START Records provided

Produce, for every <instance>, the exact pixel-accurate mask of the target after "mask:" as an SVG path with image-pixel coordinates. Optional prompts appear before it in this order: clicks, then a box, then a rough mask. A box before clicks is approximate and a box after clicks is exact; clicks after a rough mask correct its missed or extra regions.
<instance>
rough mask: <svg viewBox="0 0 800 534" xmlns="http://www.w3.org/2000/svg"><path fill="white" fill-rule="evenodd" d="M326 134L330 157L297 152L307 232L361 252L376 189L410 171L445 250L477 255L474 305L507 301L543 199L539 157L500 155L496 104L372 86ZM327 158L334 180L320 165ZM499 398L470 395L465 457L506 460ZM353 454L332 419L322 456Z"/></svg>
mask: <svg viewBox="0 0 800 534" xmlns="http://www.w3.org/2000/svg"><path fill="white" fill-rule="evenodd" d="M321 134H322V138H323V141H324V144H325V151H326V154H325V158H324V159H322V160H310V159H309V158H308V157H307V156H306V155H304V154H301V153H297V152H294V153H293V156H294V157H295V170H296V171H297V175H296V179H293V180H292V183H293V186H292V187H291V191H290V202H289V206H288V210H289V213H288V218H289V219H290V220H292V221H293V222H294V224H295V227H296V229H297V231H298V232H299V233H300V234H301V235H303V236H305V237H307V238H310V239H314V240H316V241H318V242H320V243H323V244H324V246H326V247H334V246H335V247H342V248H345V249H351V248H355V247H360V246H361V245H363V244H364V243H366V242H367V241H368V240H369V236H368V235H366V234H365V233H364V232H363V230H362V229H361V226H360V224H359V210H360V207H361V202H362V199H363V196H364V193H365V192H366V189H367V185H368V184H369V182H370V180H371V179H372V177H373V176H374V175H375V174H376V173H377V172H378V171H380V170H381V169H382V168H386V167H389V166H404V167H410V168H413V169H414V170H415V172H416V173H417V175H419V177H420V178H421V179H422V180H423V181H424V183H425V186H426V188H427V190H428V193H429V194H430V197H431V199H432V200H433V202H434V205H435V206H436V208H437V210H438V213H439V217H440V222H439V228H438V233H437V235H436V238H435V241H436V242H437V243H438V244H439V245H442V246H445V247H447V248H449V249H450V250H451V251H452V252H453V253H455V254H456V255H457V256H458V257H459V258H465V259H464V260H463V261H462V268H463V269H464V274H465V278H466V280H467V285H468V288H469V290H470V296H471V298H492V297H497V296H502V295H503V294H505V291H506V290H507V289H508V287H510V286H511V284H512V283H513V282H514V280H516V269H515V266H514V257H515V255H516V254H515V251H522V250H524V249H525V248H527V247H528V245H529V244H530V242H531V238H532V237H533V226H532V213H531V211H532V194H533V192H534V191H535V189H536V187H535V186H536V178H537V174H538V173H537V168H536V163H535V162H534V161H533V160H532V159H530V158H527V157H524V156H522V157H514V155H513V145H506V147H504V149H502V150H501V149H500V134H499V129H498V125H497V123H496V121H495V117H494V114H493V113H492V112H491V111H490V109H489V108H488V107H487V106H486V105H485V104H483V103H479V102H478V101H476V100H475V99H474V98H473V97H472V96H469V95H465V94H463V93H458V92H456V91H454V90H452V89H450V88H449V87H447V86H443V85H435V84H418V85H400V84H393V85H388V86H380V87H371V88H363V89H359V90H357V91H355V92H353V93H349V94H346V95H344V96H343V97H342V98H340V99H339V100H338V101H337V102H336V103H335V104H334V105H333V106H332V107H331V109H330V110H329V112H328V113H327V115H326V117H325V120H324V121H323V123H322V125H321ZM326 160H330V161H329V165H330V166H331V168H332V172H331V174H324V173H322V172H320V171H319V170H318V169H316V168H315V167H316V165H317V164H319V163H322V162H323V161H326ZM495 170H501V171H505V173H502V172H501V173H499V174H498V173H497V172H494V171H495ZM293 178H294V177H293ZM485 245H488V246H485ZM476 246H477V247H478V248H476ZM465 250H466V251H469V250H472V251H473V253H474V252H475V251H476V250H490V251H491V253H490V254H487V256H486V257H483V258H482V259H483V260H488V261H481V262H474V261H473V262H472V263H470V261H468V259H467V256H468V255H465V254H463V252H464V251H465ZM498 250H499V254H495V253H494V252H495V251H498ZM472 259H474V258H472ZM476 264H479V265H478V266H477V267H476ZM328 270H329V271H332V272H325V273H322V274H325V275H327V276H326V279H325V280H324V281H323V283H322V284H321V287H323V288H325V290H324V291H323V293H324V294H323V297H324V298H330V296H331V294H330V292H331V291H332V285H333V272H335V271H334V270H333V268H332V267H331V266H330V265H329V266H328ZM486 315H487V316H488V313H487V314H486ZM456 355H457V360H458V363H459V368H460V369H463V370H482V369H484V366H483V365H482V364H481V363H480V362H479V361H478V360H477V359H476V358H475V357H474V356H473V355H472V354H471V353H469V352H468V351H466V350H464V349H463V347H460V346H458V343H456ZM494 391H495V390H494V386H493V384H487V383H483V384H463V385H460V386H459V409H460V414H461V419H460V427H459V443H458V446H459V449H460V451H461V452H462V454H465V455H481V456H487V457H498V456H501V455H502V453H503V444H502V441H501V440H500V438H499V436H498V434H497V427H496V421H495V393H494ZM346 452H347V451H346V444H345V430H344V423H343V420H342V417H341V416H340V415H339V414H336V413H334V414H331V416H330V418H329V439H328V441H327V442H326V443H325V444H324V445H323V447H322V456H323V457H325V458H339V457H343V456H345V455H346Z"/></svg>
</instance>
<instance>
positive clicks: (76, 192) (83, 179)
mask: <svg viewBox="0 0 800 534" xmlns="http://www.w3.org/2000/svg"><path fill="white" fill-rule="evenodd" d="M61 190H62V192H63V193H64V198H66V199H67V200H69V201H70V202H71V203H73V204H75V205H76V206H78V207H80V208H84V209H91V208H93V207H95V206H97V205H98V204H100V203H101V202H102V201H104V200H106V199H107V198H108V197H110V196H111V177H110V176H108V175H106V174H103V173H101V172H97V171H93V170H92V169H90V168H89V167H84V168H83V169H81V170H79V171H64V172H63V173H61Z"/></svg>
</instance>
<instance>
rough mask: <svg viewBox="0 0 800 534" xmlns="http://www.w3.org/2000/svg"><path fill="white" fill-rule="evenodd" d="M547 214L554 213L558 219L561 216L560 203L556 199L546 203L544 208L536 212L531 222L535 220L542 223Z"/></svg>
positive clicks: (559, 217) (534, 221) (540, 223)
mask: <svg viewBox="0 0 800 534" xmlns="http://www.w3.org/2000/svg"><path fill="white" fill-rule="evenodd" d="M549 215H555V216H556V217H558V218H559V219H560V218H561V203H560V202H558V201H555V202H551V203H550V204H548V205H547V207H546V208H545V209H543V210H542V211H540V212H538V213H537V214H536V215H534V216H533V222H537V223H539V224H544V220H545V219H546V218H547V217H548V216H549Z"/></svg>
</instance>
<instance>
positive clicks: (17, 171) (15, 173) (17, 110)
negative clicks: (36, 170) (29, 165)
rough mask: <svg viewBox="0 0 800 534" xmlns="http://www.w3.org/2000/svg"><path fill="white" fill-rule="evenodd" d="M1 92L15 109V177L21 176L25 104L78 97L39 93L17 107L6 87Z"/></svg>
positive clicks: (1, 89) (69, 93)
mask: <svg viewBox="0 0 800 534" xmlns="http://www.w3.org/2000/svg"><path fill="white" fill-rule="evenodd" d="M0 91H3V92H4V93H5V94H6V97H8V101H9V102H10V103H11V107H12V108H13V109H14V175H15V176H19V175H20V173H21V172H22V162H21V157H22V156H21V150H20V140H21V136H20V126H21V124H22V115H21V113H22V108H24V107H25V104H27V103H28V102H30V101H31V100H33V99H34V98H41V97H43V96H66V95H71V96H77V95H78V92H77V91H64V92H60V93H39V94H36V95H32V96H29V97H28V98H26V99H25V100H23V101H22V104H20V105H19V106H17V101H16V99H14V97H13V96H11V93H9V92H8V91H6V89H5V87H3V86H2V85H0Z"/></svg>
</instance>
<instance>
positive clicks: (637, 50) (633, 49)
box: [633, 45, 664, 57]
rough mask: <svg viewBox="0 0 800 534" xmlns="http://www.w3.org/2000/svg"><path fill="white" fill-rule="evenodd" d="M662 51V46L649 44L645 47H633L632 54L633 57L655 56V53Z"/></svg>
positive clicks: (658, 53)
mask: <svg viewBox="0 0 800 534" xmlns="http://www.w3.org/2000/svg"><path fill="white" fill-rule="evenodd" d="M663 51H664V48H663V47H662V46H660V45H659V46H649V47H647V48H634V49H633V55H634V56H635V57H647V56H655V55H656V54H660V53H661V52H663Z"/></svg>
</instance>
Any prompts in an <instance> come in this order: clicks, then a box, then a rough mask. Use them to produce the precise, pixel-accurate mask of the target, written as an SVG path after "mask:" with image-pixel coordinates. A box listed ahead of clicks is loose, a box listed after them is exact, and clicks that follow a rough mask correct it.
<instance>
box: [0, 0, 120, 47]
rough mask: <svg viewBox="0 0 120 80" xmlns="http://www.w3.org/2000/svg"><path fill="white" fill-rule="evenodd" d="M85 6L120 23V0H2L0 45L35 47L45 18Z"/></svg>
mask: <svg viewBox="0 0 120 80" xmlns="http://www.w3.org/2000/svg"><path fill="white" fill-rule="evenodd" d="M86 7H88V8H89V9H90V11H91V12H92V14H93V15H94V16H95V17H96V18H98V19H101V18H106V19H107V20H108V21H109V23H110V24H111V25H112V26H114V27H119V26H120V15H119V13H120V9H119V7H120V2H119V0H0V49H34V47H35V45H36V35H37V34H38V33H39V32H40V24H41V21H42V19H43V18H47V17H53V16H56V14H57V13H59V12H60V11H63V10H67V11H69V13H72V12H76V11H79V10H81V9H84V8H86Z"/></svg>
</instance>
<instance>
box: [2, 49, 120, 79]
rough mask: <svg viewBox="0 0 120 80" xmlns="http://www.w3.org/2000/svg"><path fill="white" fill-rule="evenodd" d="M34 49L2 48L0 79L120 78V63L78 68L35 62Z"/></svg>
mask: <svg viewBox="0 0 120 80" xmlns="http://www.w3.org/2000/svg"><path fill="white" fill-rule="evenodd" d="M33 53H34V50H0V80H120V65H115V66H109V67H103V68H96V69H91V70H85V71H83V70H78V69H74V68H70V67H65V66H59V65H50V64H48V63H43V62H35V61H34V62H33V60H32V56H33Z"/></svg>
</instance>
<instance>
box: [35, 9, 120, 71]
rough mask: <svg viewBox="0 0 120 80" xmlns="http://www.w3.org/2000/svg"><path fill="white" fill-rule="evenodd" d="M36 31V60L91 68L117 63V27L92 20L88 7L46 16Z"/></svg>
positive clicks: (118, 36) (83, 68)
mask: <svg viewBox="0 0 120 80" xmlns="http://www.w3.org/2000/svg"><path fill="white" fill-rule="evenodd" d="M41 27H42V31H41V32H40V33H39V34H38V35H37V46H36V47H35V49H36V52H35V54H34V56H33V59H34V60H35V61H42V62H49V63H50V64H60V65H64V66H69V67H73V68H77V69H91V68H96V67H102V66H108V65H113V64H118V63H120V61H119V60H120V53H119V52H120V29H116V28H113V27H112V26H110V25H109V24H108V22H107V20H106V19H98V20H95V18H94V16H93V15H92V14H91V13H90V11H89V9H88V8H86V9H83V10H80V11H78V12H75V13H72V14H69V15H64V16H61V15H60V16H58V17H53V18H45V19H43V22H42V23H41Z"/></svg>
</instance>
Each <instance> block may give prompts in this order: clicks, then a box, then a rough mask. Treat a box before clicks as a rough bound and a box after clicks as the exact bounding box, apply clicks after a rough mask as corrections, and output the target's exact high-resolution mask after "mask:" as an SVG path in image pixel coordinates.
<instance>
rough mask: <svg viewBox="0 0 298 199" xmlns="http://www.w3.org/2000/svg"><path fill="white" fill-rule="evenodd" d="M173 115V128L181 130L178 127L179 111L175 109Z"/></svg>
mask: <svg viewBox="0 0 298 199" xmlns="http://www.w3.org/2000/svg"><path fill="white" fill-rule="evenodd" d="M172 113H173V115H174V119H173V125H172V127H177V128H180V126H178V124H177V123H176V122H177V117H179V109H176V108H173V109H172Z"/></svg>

END Records provided

» Task description
Rewrite the records from their first line up to and including the line with "134L330 157L297 152L307", putting "coarse mask" in place of "rough mask" and keeping everything else the same.

» Task result
Produce, for every <instance>, the exact pixel-accurate mask of the target after "mask:" as an SVG path with image-pixel coordinates. Optional prompts appear before it in this order: clicks, then a box, then a coarse mask. A box before clicks is approximate and a box after clicks is exact; clicks after a coarse mask correct its missed or extra regions.
<instance>
coarse mask: <svg viewBox="0 0 800 534" xmlns="http://www.w3.org/2000/svg"><path fill="white" fill-rule="evenodd" d="M326 134L330 157L297 152L307 232L361 252L376 189L410 171L445 250L477 255L474 305L507 301L543 199L539 157L500 155L496 104L372 86ZM327 158L334 180L320 165ZM499 398L470 395L465 457L506 460ZM353 454L332 419L322 456Z"/></svg>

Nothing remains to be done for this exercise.